++++ Paginatekst

In België zal via het snelrecht worden gepoogd de voetbalvandalen bij Euro 2000 en andere wedstrijden te bestrijden. Zijn er ook maatregelen genomen tegen het zwartemarktmechanisme voor toegangskaarten en wordt in straffen voorzien?

De heer Rik Daems, minister van Telecommunicatie en Overheidsbedrijven en Participaties. - Aangezien Euro 2000 een evenement is dat veel aandacht verdient zal ik de heer Devolder de antwoorden overhandigen, zodat hij ze kan gebruiken bij zijn verdere parlementaire werkzaamheden.

De minister van Binnenlandse Zaken geeft het volgend omstandig antwoord. Inzake de ticketverkoop voor Euro 2000 werd wel degelijk overleg gepleegd tussen de departementen Binnenlandse Zaken van België en Nederland, de Stichting Euro 2000 en de UEFA. Er werden duidelijke en strenge voorwaarden verbonden aan de ticketverkoop om zwartemarktfenomenen zo veel mogelijk in te dijken. Als zwartemarktfenomenen kunnen worden vermeld: het verbod op de verkoop van meer dan twee tickets per persoon, de niet-overdraagbaarheid van de tickets, het laattijdig verzenden van de tickets, cross-check van de aangevraagde tickets en andere elementen. Aan de organisator van voetbalwedstrijden worden inzake het ticketbeleid een aantal verplichtingen opgelegd die vervat zijn in de wet van 21 december 1998 waarbij onder meer een strikte scheiding van rivaliserende supporters als uitgangspunt wordt genomen. De vraagsteller kent ongetwijfeld de details van deze wet. Volgens het gemeen strafrecht wordt het in omloop brengen van nagemaakte tickets strafbaar gesteld. In het antwoord van de minister vindt de heer Devolder een aantal elementen op grond waarvan dit gebeurt en ook de strafmaten.

++++++++
++++ Gegevensoverzicht

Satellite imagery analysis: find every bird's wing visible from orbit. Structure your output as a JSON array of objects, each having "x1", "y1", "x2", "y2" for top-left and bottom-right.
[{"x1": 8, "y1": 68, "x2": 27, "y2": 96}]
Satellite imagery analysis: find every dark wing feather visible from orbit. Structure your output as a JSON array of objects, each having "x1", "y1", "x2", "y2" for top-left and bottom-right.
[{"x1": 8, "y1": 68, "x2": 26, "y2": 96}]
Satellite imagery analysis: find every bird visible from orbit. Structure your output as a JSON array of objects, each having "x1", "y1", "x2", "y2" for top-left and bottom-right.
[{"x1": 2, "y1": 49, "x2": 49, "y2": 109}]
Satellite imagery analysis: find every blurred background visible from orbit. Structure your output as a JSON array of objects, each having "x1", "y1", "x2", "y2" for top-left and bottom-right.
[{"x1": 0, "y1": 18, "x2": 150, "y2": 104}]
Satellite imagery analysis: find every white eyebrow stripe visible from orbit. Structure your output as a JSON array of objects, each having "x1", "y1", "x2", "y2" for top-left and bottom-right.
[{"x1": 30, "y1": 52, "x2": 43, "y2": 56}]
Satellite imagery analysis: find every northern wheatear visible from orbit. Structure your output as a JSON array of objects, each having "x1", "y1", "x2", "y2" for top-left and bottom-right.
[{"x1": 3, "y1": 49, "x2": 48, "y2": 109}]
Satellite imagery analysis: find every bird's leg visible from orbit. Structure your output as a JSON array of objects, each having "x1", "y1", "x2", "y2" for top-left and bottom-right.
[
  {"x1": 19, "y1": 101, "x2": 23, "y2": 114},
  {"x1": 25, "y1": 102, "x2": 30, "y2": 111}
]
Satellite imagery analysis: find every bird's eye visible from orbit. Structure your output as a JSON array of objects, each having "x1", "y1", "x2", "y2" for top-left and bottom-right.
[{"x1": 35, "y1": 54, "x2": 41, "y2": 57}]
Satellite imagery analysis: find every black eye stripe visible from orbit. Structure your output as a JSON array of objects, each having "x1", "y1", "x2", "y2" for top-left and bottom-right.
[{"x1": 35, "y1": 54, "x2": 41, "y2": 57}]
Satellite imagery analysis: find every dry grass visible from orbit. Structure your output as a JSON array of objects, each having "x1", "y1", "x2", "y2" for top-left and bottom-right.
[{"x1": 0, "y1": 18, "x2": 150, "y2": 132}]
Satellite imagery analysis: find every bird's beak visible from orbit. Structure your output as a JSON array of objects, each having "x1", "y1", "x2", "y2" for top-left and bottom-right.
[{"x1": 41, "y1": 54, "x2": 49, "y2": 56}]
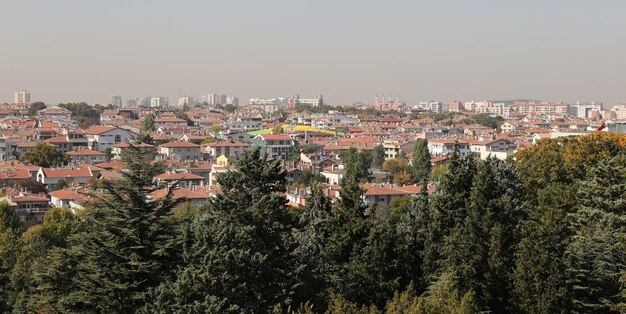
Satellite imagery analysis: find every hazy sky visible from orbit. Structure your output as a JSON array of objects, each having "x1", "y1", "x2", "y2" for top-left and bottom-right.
[{"x1": 0, "y1": 0, "x2": 626, "y2": 104}]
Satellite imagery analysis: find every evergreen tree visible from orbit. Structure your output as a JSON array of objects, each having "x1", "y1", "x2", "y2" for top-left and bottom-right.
[
  {"x1": 446, "y1": 158, "x2": 522, "y2": 313},
  {"x1": 565, "y1": 208, "x2": 626, "y2": 313},
  {"x1": 421, "y1": 145, "x2": 476, "y2": 282},
  {"x1": 413, "y1": 139, "x2": 432, "y2": 182},
  {"x1": 33, "y1": 147, "x2": 177, "y2": 312},
  {"x1": 514, "y1": 184, "x2": 578, "y2": 313},
  {"x1": 0, "y1": 202, "x2": 21, "y2": 313},
  {"x1": 143, "y1": 148, "x2": 306, "y2": 313}
]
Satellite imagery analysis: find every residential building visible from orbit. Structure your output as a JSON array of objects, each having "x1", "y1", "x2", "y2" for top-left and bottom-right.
[
  {"x1": 158, "y1": 141, "x2": 202, "y2": 161},
  {"x1": 65, "y1": 148, "x2": 106, "y2": 165},
  {"x1": 205, "y1": 142, "x2": 250, "y2": 160},
  {"x1": 252, "y1": 134, "x2": 294, "y2": 160},
  {"x1": 111, "y1": 95, "x2": 122, "y2": 108},
  {"x1": 14, "y1": 90, "x2": 30, "y2": 104},
  {"x1": 85, "y1": 125, "x2": 136, "y2": 152}
]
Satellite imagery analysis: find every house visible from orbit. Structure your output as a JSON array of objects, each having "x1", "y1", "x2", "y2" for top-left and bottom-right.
[
  {"x1": 150, "y1": 188, "x2": 211, "y2": 207},
  {"x1": 362, "y1": 183, "x2": 421, "y2": 208},
  {"x1": 206, "y1": 142, "x2": 250, "y2": 160},
  {"x1": 111, "y1": 143, "x2": 156, "y2": 160},
  {"x1": 154, "y1": 172, "x2": 204, "y2": 189},
  {"x1": 428, "y1": 139, "x2": 470, "y2": 156},
  {"x1": 469, "y1": 138, "x2": 516, "y2": 160},
  {"x1": 37, "y1": 106, "x2": 72, "y2": 120},
  {"x1": 37, "y1": 167, "x2": 97, "y2": 187},
  {"x1": 65, "y1": 148, "x2": 106, "y2": 165},
  {"x1": 85, "y1": 125, "x2": 136, "y2": 152},
  {"x1": 159, "y1": 141, "x2": 202, "y2": 161},
  {"x1": 49, "y1": 188, "x2": 89, "y2": 212},
  {"x1": 252, "y1": 134, "x2": 294, "y2": 160},
  {"x1": 154, "y1": 117, "x2": 187, "y2": 129},
  {"x1": 0, "y1": 189, "x2": 50, "y2": 222}
]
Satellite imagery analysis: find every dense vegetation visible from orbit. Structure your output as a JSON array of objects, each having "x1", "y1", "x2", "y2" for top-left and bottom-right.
[{"x1": 0, "y1": 133, "x2": 626, "y2": 313}]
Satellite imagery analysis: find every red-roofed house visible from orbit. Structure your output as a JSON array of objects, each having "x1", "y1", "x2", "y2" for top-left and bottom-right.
[
  {"x1": 159, "y1": 141, "x2": 202, "y2": 161},
  {"x1": 206, "y1": 142, "x2": 250, "y2": 160},
  {"x1": 85, "y1": 125, "x2": 135, "y2": 152},
  {"x1": 65, "y1": 148, "x2": 106, "y2": 165},
  {"x1": 37, "y1": 167, "x2": 96, "y2": 186},
  {"x1": 252, "y1": 134, "x2": 294, "y2": 160}
]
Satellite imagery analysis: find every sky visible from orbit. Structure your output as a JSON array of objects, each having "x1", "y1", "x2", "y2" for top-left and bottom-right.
[{"x1": 0, "y1": 0, "x2": 626, "y2": 105}]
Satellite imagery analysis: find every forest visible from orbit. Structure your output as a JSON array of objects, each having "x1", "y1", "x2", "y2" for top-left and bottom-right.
[{"x1": 0, "y1": 132, "x2": 626, "y2": 313}]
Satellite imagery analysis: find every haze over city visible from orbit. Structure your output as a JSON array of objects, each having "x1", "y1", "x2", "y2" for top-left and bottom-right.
[{"x1": 0, "y1": 0, "x2": 626, "y2": 105}]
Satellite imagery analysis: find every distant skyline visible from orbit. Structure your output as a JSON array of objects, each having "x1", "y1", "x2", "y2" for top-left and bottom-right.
[{"x1": 0, "y1": 0, "x2": 626, "y2": 105}]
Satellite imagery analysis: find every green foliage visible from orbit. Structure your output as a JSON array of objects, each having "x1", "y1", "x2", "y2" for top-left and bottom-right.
[
  {"x1": 32, "y1": 147, "x2": 178, "y2": 312},
  {"x1": 20, "y1": 143, "x2": 69, "y2": 168},
  {"x1": 145, "y1": 148, "x2": 306, "y2": 313}
]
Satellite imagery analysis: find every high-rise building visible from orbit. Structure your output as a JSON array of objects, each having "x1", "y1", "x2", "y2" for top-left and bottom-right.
[
  {"x1": 111, "y1": 95, "x2": 122, "y2": 108},
  {"x1": 178, "y1": 96, "x2": 196, "y2": 108},
  {"x1": 14, "y1": 90, "x2": 30, "y2": 104},
  {"x1": 226, "y1": 97, "x2": 239, "y2": 106},
  {"x1": 150, "y1": 97, "x2": 169, "y2": 107},
  {"x1": 576, "y1": 101, "x2": 602, "y2": 119}
]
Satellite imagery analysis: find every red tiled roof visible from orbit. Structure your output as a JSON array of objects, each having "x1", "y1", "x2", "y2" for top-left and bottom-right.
[
  {"x1": 85, "y1": 125, "x2": 117, "y2": 134},
  {"x1": 49, "y1": 189, "x2": 88, "y2": 200},
  {"x1": 156, "y1": 173, "x2": 203, "y2": 180},
  {"x1": 160, "y1": 141, "x2": 200, "y2": 147},
  {"x1": 41, "y1": 168, "x2": 92, "y2": 178},
  {"x1": 65, "y1": 148, "x2": 105, "y2": 156},
  {"x1": 261, "y1": 134, "x2": 291, "y2": 141}
]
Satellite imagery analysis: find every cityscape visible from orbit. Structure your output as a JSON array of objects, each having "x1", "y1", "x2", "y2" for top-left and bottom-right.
[{"x1": 0, "y1": 0, "x2": 626, "y2": 314}]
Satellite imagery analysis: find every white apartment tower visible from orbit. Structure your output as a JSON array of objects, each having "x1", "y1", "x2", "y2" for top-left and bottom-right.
[{"x1": 14, "y1": 90, "x2": 30, "y2": 104}]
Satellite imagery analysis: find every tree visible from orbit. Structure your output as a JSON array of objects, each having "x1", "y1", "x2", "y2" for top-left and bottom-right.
[
  {"x1": 144, "y1": 148, "x2": 306, "y2": 313},
  {"x1": 28, "y1": 101, "x2": 46, "y2": 117},
  {"x1": 20, "y1": 143, "x2": 68, "y2": 168},
  {"x1": 0, "y1": 202, "x2": 21, "y2": 312},
  {"x1": 445, "y1": 158, "x2": 523, "y2": 313},
  {"x1": 372, "y1": 144, "x2": 385, "y2": 169},
  {"x1": 413, "y1": 139, "x2": 432, "y2": 182},
  {"x1": 32, "y1": 147, "x2": 179, "y2": 312},
  {"x1": 513, "y1": 184, "x2": 578, "y2": 313},
  {"x1": 141, "y1": 113, "x2": 154, "y2": 132}
]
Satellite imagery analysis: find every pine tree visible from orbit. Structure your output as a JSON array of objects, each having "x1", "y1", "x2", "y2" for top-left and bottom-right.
[
  {"x1": 421, "y1": 145, "x2": 476, "y2": 282},
  {"x1": 143, "y1": 148, "x2": 306, "y2": 313},
  {"x1": 0, "y1": 202, "x2": 21, "y2": 313},
  {"x1": 33, "y1": 147, "x2": 177, "y2": 312},
  {"x1": 446, "y1": 158, "x2": 522, "y2": 312},
  {"x1": 413, "y1": 139, "x2": 432, "y2": 182},
  {"x1": 513, "y1": 184, "x2": 578, "y2": 313}
]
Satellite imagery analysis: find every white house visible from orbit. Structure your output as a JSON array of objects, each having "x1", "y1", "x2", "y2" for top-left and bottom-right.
[{"x1": 85, "y1": 125, "x2": 136, "y2": 152}]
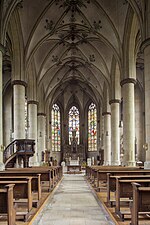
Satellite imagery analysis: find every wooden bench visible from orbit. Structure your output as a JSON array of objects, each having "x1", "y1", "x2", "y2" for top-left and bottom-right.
[
  {"x1": 130, "y1": 183, "x2": 150, "y2": 225},
  {"x1": 107, "y1": 173, "x2": 150, "y2": 207},
  {"x1": 0, "y1": 184, "x2": 16, "y2": 225},
  {"x1": 115, "y1": 178, "x2": 150, "y2": 221},
  {"x1": 0, "y1": 174, "x2": 41, "y2": 207},
  {"x1": 0, "y1": 177, "x2": 32, "y2": 221},
  {"x1": 5, "y1": 166, "x2": 62, "y2": 191},
  {"x1": 0, "y1": 168, "x2": 54, "y2": 191}
]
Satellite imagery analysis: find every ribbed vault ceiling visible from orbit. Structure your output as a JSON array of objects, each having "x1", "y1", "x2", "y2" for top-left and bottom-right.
[{"x1": 19, "y1": 0, "x2": 129, "y2": 102}]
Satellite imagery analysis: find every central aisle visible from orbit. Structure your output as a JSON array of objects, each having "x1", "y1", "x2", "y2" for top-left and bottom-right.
[{"x1": 33, "y1": 175, "x2": 114, "y2": 225}]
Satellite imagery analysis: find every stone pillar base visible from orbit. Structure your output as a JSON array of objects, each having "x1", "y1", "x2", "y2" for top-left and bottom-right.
[
  {"x1": 111, "y1": 161, "x2": 120, "y2": 166},
  {"x1": 0, "y1": 162, "x2": 5, "y2": 171},
  {"x1": 104, "y1": 161, "x2": 111, "y2": 166},
  {"x1": 122, "y1": 161, "x2": 136, "y2": 166}
]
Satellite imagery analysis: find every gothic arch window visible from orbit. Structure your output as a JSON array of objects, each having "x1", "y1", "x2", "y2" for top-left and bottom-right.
[
  {"x1": 88, "y1": 103, "x2": 97, "y2": 151},
  {"x1": 69, "y1": 106, "x2": 80, "y2": 145},
  {"x1": 51, "y1": 104, "x2": 61, "y2": 152}
]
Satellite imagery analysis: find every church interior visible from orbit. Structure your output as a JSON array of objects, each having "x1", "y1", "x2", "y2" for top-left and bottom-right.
[{"x1": 0, "y1": 0, "x2": 150, "y2": 225}]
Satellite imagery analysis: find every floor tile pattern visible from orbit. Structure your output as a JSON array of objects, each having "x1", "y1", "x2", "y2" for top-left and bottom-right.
[{"x1": 33, "y1": 175, "x2": 114, "y2": 225}]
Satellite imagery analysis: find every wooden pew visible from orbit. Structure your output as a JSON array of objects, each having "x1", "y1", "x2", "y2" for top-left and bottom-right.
[
  {"x1": 107, "y1": 173, "x2": 150, "y2": 207},
  {"x1": 0, "y1": 174, "x2": 41, "y2": 207},
  {"x1": 130, "y1": 183, "x2": 150, "y2": 225},
  {"x1": 115, "y1": 178, "x2": 150, "y2": 221},
  {"x1": 5, "y1": 166, "x2": 62, "y2": 191},
  {"x1": 0, "y1": 168, "x2": 53, "y2": 191},
  {"x1": 97, "y1": 170, "x2": 150, "y2": 191},
  {"x1": 0, "y1": 184, "x2": 16, "y2": 225},
  {"x1": 0, "y1": 177, "x2": 32, "y2": 221}
]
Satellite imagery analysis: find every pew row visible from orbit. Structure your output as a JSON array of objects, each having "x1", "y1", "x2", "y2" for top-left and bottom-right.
[
  {"x1": 130, "y1": 183, "x2": 150, "y2": 225},
  {"x1": 107, "y1": 173, "x2": 150, "y2": 207},
  {"x1": 115, "y1": 178, "x2": 150, "y2": 221},
  {"x1": 0, "y1": 184, "x2": 16, "y2": 225}
]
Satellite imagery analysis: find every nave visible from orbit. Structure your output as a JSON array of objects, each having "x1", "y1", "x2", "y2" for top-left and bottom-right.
[{"x1": 33, "y1": 174, "x2": 114, "y2": 225}]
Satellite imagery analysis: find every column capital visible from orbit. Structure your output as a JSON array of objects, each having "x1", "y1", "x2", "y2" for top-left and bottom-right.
[
  {"x1": 27, "y1": 100, "x2": 39, "y2": 105},
  {"x1": 140, "y1": 38, "x2": 150, "y2": 52},
  {"x1": 0, "y1": 44, "x2": 6, "y2": 54},
  {"x1": 120, "y1": 78, "x2": 137, "y2": 86},
  {"x1": 37, "y1": 113, "x2": 46, "y2": 116},
  {"x1": 11, "y1": 80, "x2": 27, "y2": 87},
  {"x1": 102, "y1": 112, "x2": 111, "y2": 116},
  {"x1": 109, "y1": 99, "x2": 121, "y2": 105}
]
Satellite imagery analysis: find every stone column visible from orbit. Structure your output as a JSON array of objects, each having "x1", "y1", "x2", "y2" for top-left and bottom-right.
[
  {"x1": 121, "y1": 78, "x2": 136, "y2": 166},
  {"x1": 28, "y1": 100, "x2": 39, "y2": 166},
  {"x1": 110, "y1": 99, "x2": 120, "y2": 165},
  {"x1": 38, "y1": 113, "x2": 46, "y2": 164},
  {"x1": 102, "y1": 112, "x2": 111, "y2": 165},
  {"x1": 12, "y1": 80, "x2": 26, "y2": 139},
  {"x1": 0, "y1": 44, "x2": 5, "y2": 170},
  {"x1": 142, "y1": 38, "x2": 150, "y2": 164},
  {"x1": 3, "y1": 55, "x2": 13, "y2": 147}
]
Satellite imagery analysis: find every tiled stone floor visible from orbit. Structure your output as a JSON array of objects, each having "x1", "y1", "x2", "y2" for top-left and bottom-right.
[{"x1": 33, "y1": 175, "x2": 114, "y2": 225}]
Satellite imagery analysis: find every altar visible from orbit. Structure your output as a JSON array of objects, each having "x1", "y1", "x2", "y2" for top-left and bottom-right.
[{"x1": 63, "y1": 130, "x2": 85, "y2": 164}]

++++++++

* [Opdracht A]
Welke wet legt volgens de tekst over Euro 2000 de organisator van voetbalwedstrijden verplichtingen op inzake het ticketbeleid?
* [Opdracht B]
Herschrijf in de tekst over Euro 2000 de alinea die begint met "De heer Rik Daems" beknopter en behoud daarbij de belangrijkste feiten.
* [Opdracht C]
Geef een vervolg op de tekst over Euro 2000, beginnend na de laatste zin.

* [Antwoordveld A]
De wet van 21 december 1998.

* [Antwoordveld B]
Minister Rik Daems (Telecommunicatie en Overheidsbedrijven en Participaties) overhandigt de antwoorden aan de heer Devolder, omdat Euro 2000 veel aandacht verdient. Zo kan de heer Devolder ze gebruiken bij zijn verdere parlementaire werkzaamheden.

* [Antwoordveld C]
Wat de bestrijding van de zwarte markt bij de ticketverkoop naar aanleiding van Euro 2000 betreft, dient te worden gewezen op titel V van de voetbalwet die een aantal bepalingen bevat inzake misdrijven betreffende de onrechtmatige verdeling van toegangsbewijzen. Ook hieromtrent kan de heer Devolder een hele reeks gedetailleerde elementen terugvinden. Langs deze weg kan het verdelen of verkopen van één of meer geldige toegangsbewijzen voor een voetbalwedstrijd, hetzij in overtreding van het uitgiftesysteem bepaald in de voetbalwet, hetzij zonder uitdrukkelijke of voorafgaande toelating van de organisator met de bedoeling hierdoor het verloop van internationale voetbalwedstrijden te verstoren of met een winstoogmerk, gestraft worden met een gevangenisstraf van zes maanden tot drie jaar en met een geldboete van 200 tot 20000 frank, of één van deze straffen alleen.

Zowel de toepassing van het gemeen strafrecht als de toepassing van Titel V van de voetbalwet vallen onder de bevoegdheid van de minister van Justitie. De minister van Binnenlandse Zaken en de minster van Justitie hebben in een omzendbrief van 13 oktober 1999, houdende de richtlijnen aan de politiediensten naar aanleiding van Euro 2000, trouwens gevraagd consequent op te treden bij elke vorm van overtreding.

Aangezien Nederland hiervoor geen gelijkaardige wetgeving heeft, dringen we er bij de Tweede Kamer op aan dat ze een initiatief hiertoe neemt. Voorlopig is het nog afwachten hoe Nederland op deze uitnodiging ingaat.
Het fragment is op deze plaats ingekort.